- _TEXT BLOCK_:
▶
November 13, 2009

 

Asia Grain Outlook on Friday: Soy prices likely to rise; firm demand

 

 

Soy prices in Asia are likely to rise in coming sessions, following recent gains on the bellwether Chicago Board of Trade, which Thursday settled at one-week highs due to a bullish demand outlook.

 

Corn and wheat prices are likely to remain under pressure with good harvests expected in the U.S., while soy received additional support from reports of high vomitoxin levels in corn grown in much of the U.S. Midwest, sparking speculation that livestock feed producers could shift to soymeal, market participants said Friday.

 

On Thursday, CBOT's November soy futures contract rose 18.50 cents to settle at $9.8225/bushel.

 

Strong export demand and the prospect of increased soymeal demand due to the quality concerns surrounding corn attracted speculative buying, analysts said.

 

A United States Department of Agriculture report issued Thursday said private exporters in the U.S. have reported strong sales to China in the 2009-2010 marketing year that began Sept. 1. A weekly USDA export report is due later Friday.

 

In China, however, soy prices in major producing areas were lower in the week to Friday, as government subsidies for crushers damped their interest in local supplies.

 

Soy prices in Shangzhi, in the Heilongjiang province, the biggest producer in the country, were around RMB3,600-RMB3,640 a metric tonne, down RMB20-RMB40/tonne from a week earlier.

 

Processing plants in the northeast were unwilling to purchase farmers' soy as the government has offered them a subsidy of RMB210/tonne to buy reserve stocks.

 

The government will provide subsidies to soy crushers in the north and northeast for purchases of 1.95 million tonnes of soy, with 1.5 million tonnes assigned to Heilongjiang crushers, analysts said.

 

Meanwhile, farmers were reluctant to sell their soy as they expect prices to rise once the government issues details of its plan to buy the new crop.

 

Corn and wheat prices are likely to remain under pressure in coming sessions, traders said.

 

At 0711 GMT Friday, CBOT December wheat was trading down 2.75 cents in electronic trading at $5.29/bushel, after declining in the U.S. overnight.
◀
- _WORK TASK_: According to the grain outlook, what subsidy per tonne has the government offered processing plants in the northeast to buy reserve stocks?

- _RAW DATA_:
▶
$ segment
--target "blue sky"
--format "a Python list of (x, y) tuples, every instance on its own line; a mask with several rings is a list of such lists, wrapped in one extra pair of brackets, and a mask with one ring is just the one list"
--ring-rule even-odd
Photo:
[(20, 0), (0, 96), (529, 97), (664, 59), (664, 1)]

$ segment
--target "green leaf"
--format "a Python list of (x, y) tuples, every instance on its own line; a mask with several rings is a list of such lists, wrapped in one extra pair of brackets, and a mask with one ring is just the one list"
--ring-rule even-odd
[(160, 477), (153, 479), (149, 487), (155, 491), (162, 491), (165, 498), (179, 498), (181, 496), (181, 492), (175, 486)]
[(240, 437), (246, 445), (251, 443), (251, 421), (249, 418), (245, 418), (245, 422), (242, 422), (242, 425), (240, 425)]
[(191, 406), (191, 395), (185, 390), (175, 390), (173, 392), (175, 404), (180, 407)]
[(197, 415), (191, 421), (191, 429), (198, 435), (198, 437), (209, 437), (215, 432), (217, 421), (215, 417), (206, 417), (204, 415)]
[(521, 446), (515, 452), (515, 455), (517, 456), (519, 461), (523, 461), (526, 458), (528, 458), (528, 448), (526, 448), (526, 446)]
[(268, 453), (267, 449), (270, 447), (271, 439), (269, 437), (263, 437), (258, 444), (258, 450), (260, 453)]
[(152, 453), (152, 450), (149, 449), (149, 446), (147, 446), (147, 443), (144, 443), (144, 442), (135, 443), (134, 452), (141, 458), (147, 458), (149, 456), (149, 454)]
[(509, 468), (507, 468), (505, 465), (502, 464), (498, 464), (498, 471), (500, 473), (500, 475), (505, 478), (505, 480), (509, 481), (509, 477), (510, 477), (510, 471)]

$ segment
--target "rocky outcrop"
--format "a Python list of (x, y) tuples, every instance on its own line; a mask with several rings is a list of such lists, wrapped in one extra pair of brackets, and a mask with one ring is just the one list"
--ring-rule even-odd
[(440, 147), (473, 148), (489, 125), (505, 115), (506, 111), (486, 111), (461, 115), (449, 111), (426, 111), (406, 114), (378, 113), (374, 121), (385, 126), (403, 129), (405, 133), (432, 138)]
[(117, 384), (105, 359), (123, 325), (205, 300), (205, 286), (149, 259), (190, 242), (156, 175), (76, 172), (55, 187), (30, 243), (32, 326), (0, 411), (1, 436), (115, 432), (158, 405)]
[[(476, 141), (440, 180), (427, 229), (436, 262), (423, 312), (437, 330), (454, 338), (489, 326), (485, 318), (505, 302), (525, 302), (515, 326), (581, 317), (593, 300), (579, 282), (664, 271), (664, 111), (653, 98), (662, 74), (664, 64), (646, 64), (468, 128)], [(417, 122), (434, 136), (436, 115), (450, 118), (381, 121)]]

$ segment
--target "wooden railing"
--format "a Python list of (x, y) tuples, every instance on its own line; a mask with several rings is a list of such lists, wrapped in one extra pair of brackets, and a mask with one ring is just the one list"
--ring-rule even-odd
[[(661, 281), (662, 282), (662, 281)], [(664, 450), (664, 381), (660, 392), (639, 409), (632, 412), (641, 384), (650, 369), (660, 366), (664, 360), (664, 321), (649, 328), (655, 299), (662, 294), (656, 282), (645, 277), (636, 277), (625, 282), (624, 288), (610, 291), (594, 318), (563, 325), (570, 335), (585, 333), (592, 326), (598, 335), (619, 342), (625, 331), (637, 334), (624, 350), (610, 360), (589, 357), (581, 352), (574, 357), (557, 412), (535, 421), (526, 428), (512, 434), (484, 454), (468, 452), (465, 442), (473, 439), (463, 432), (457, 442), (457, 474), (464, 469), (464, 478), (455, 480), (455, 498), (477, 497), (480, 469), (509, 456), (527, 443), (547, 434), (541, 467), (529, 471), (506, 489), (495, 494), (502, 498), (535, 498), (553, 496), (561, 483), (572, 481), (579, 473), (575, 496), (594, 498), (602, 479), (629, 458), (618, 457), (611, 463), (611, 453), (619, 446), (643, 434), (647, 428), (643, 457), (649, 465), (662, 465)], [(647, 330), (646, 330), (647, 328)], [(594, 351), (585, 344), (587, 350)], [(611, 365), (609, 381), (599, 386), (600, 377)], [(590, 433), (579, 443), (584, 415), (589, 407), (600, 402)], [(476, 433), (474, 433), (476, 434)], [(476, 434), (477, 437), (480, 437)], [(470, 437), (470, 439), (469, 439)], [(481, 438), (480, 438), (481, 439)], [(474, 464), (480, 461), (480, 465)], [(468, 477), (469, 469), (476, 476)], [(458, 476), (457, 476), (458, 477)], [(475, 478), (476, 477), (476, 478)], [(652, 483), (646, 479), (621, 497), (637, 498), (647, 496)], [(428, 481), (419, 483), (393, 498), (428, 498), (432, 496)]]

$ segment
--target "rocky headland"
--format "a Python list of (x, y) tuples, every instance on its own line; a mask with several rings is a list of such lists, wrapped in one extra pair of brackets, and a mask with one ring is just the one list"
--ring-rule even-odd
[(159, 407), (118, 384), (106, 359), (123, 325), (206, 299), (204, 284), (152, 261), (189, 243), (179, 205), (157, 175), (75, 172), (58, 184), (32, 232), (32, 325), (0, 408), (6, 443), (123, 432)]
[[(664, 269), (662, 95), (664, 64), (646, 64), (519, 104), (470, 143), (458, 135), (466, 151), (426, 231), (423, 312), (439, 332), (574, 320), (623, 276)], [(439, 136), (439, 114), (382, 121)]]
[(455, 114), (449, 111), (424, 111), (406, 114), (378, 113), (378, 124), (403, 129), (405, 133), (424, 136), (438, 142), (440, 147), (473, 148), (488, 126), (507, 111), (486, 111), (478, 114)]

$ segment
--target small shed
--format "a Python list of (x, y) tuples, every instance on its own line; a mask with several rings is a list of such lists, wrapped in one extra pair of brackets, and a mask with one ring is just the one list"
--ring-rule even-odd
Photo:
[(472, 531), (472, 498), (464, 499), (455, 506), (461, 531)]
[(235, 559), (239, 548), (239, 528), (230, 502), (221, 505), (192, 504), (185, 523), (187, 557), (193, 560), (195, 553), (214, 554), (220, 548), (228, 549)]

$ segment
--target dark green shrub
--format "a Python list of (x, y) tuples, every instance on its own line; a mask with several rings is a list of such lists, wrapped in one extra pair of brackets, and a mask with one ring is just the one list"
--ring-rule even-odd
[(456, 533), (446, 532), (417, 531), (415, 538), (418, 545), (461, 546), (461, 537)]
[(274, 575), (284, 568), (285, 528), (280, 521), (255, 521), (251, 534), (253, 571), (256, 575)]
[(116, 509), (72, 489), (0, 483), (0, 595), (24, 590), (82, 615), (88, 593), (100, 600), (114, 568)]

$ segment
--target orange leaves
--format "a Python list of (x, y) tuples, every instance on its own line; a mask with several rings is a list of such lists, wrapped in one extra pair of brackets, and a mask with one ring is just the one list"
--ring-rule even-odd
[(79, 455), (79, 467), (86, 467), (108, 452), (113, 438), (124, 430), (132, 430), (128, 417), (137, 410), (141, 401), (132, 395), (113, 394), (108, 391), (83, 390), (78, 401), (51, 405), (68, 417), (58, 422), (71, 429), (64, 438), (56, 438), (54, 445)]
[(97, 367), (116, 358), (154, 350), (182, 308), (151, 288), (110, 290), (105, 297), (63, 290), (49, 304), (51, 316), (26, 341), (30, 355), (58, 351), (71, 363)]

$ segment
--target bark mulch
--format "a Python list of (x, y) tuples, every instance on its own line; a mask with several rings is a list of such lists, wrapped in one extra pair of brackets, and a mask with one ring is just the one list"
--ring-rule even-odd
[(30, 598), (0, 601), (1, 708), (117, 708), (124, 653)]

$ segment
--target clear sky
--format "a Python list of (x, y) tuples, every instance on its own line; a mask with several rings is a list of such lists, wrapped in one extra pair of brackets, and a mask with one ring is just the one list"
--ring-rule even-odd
◀
- _ANSWER FOR THIS EXERCISE_: RMB210 per tonne